[WORK REQUIRED]: In your copy, repeat each record exactly and include no pictures.

Saved entries:

================================

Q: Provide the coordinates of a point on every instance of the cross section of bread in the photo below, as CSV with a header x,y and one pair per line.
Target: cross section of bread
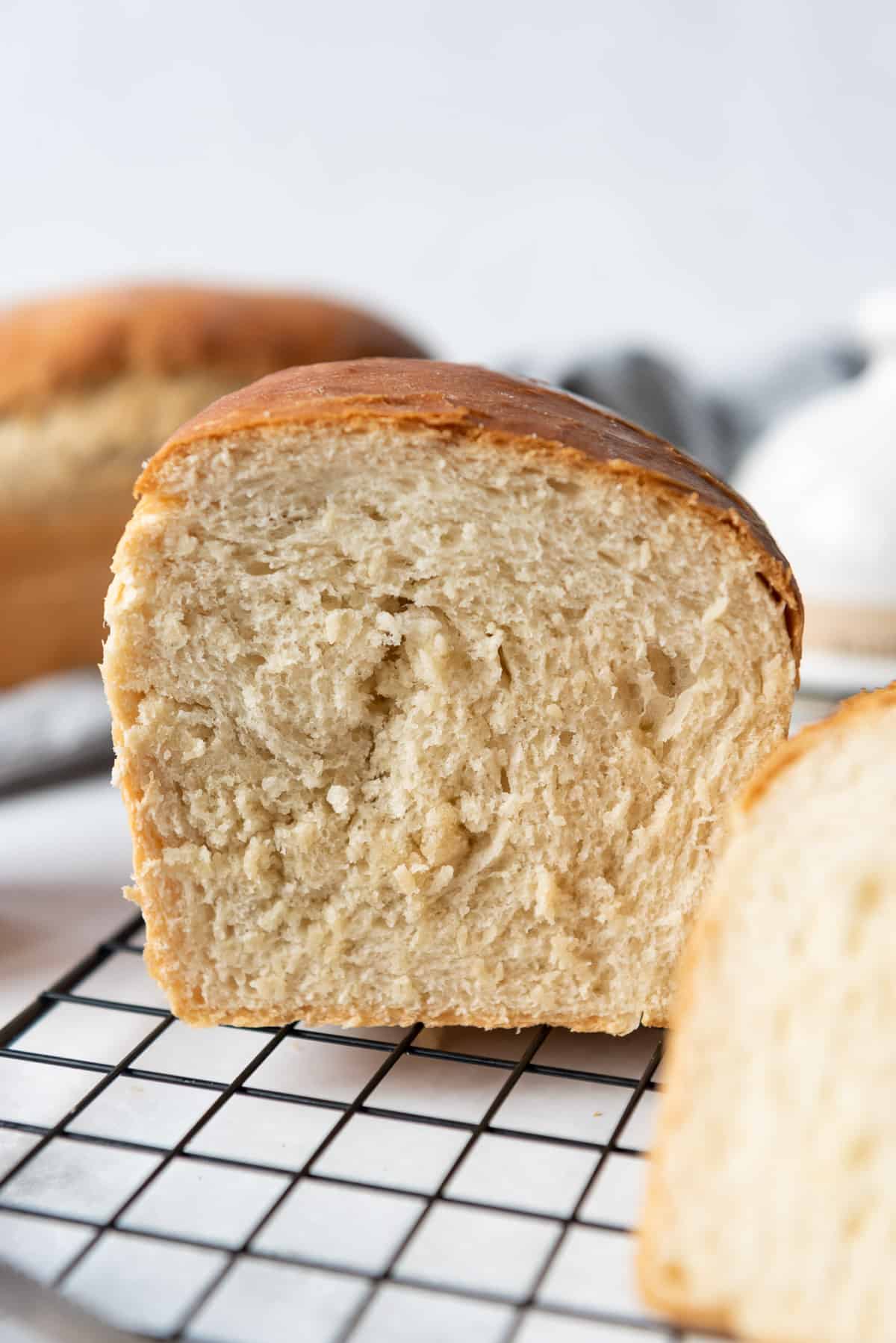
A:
x,y
90,387
771,1205
429,689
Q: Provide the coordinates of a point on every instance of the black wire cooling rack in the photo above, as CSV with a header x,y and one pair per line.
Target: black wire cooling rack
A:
x,y
188,1225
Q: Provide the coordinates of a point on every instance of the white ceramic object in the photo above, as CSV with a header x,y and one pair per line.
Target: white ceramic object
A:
x,y
824,478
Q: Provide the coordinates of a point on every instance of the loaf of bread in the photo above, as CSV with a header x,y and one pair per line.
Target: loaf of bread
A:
x,y
89,388
771,1206
429,686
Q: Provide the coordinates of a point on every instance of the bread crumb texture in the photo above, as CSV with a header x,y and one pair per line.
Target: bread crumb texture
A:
x,y
771,1206
417,727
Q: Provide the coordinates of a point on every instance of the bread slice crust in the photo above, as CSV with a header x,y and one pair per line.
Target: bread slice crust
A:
x,y
657,1289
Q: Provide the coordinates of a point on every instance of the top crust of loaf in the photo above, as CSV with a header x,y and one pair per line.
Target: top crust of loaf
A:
x,y
476,403
60,345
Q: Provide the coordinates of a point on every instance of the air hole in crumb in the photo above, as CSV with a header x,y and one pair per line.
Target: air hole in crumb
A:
x,y
395,604
664,671
505,669
564,486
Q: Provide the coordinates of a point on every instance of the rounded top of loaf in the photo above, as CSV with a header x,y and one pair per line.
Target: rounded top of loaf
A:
x,y
67,344
856,710
472,403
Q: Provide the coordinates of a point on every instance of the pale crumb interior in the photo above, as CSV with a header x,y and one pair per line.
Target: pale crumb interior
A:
x,y
429,731
777,1170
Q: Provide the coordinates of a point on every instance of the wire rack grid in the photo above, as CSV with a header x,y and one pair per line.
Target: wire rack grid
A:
x,y
247,1186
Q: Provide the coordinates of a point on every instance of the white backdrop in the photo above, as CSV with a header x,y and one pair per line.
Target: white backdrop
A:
x,y
507,176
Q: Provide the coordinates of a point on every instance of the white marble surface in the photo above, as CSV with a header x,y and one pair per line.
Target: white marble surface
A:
x,y
65,856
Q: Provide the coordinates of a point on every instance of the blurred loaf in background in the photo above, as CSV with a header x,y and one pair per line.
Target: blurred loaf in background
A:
x,y
90,385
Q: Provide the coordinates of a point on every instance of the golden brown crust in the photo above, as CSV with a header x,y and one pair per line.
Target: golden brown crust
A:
x,y
860,705
474,403
657,1291
66,344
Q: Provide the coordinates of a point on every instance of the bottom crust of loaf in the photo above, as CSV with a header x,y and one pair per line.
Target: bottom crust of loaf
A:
x,y
323,1014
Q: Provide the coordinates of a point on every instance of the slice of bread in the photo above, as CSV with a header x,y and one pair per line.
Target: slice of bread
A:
x,y
771,1205
90,385
429,688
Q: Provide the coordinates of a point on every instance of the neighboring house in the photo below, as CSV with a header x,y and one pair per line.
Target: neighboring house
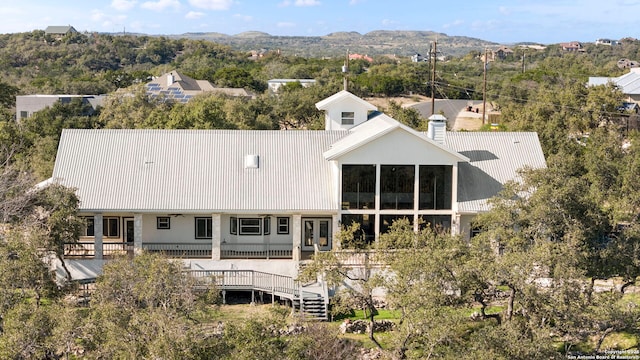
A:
x,y
58,32
571,46
267,199
627,64
628,83
181,88
607,42
274,84
502,53
26,105
360,57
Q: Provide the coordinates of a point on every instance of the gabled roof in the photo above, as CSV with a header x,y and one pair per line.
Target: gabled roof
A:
x,y
373,129
340,96
182,171
59,29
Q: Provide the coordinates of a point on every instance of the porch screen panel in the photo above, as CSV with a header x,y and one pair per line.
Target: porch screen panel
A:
x,y
358,186
435,187
397,186
436,222
367,226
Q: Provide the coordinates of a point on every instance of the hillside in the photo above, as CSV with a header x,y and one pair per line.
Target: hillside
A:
x,y
381,42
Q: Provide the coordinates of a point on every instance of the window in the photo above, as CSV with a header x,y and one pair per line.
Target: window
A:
x,y
283,225
163,222
233,226
111,227
358,186
89,227
203,228
435,187
250,226
397,186
348,117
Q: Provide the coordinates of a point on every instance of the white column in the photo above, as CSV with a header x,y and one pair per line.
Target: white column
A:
x,y
335,228
216,236
97,236
137,234
296,234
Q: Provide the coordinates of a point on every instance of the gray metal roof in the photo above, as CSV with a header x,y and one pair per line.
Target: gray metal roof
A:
x,y
495,158
203,171
197,170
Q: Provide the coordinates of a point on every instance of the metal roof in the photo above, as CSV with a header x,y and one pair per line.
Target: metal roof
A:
x,y
495,158
203,171
197,170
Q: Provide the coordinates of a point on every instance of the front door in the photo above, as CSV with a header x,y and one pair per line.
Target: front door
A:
x,y
316,232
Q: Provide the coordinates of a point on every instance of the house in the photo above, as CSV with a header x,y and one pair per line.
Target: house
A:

================================

[ANSWER FOR THE TASK]:
Q: Provide the coordinates of a point on every instance of the cross section of bread in the photo below, as CSV with a header x,y and one pair per line.
Target: cross section of bread
A:
x,y
90,387
771,1205
429,689
Q: Provide the coordinates of a point on every instance of the black wire cooling rack in the photo above, as CSV with a header x,y and one pair per line.
Target: black wire cooling rack
A:
x,y
188,1225
Q: Provide the coordinates of a point on every instance of the white ceramic object in the photo above, as CSV with a header x,y and one pair per line.
Target: white ceramic object
A:
x,y
824,478
Q: Provide the coordinates of a point on every instance of the loaf of bread in the photo above, as CSV with a header x,y and one pair per line.
Target: loaf of bread
A:
x,y
89,388
771,1206
429,686
Q: Provide the coordinates of a point on every instance of the bread crumb texture in the photo above, as CSV with a header x,y and one pair per line.
Target: bread crumb texture
A:
x,y
771,1206
417,727
Q: Provide the coordinates of a point on every instance of the bread slice crust in the photo above, as CSV with a header x,y and one pair per line.
Target: bread slice crust
A:
x,y
657,1289
Q: Provide the coordinates of a point on every instance of the top crust of loaf in the photo above, as CSV with a header x,y and one pair per line.
Target: top crust of loaf
A:
x,y
476,403
60,345
Q: Provide the coordinates of a point on every instance of the air hole in crumb in the photo above, as CSV with a header x,y and one pair per line.
Target: air hole in crumb
A:
x,y
395,604
664,671
505,669
564,486
Q: Provide the coordinates of a point on every instance of the rounded top of loaf in the photo above, as CSV with a header x,y and one pair per line.
Target: rounded top of loaf
A:
x,y
67,344
856,710
472,403
Q: Provide the coordinates of a point on every instance of the pale crumb interior in the photo above, as CSV with a header x,y and one pair per line.
Target: pale crumb interior
A:
x,y
429,731
777,1170
Q: Provide the coordinates of a point on every instance of the wire rack grid in the photo above, as CSV with a header x,y and one pair per line.
Target: wire rack grid
A:
x,y
247,1186
Q: Provide the coordinates of a point on every instance of the white backdrop in the photo above, as CSV with a header x,y and one pair per line.
Target: white backdrop
A:
x,y
507,176
Q: Provide the coordinates of a point on every instance of the white marble surface in the photo above, as CSV with a header x,y and one pair per line.
Target: white marble surface
A:
x,y
65,856
Q: Provide the coordinates of a point on every instance of the blurred loaf in background in the photo above, as CSV with a header x,y and one pair per line.
Target: blurred loaf in background
A:
x,y
90,385
Q: Provide the coordinates of a point on every instance of the golden brown crust in the photo above, as CSV with a header x,y and one pair per line.
Target: golden brown crust
A:
x,y
860,705
474,403
657,1291
66,344
Q: Provide the coordinates of a point on every instance of the bottom crust of loaf in the photo above, as CSV with a header x,y and one pair per line.
Target: bottom crust of loaf
A:
x,y
323,1014
Q: Provide the coordinates of a point on every instance of the slice of bread in the photo above, as CSV with a header x,y and one pair per line.
Target: slice of bread
A:
x,y
771,1205
90,385
429,688
Q: Provide the coordinates of a point on every instance of the neighboring house in the photo below, as CSV with a header x,y and one pair per line.
Target: neighboring house
A:
x,y
58,32
571,46
267,199
627,64
628,83
181,88
607,42
274,84
502,53
26,105
360,57
Q: Provide the coordinates of a point on every instance of the gabled roof in the photo above, as CSV with a header x,y and one pair per line.
Target: gabled roof
A:
x,y
373,129
340,96
182,171
59,29
Q: Provide the coordinates of a point on every instance of the porch screen panel in the photo above, as CSV with a header x,y and one pair per line.
Target: porch screen panel
A:
x,y
358,186
435,187
397,186
436,222
367,226
Q: Provide the coordinates of a point on every instance of the hillside in the photo above, as CSV with a header x,y and one pair per line.
Target: hillside
A:
x,y
381,42
Q: Provide the coordinates of a point on every instance of the window in the photo above, as CSV with a header x,y and one pair per line.
Target: window
A:
x,y
283,225
163,222
233,226
111,227
358,186
89,227
203,228
435,187
250,226
397,186
348,117
Q: Provide the coordinates of a point on every instance of the white column in the photo above, as CSV with a header x,y and one pair per line.
Target: white column
A:
x,y
335,228
216,236
97,236
137,234
296,234
Q: Provide the coordinates of a point on every instance of the gray metal roof in the photo above, as CSV with a header x,y and one pair per line.
Target: gray metal roof
A:
x,y
495,158
203,171
197,170
Q: Provide the coordinates of a point on every instance of the metal roof in the photo above, as CSV with a header x,y and one pair per line.
Target: metal roof
A:
x,y
495,158
203,171
197,170
Q: Provide the coordinates of a point on every instance of the front door in the photo above, as CSV with a header x,y and one pair per line.
Target: front door
A:
x,y
316,232
Q: Provide the coordinates of a point on every instance of the house in the photo above, as CSV with a header x,y and one pair per line.
Target: house
A:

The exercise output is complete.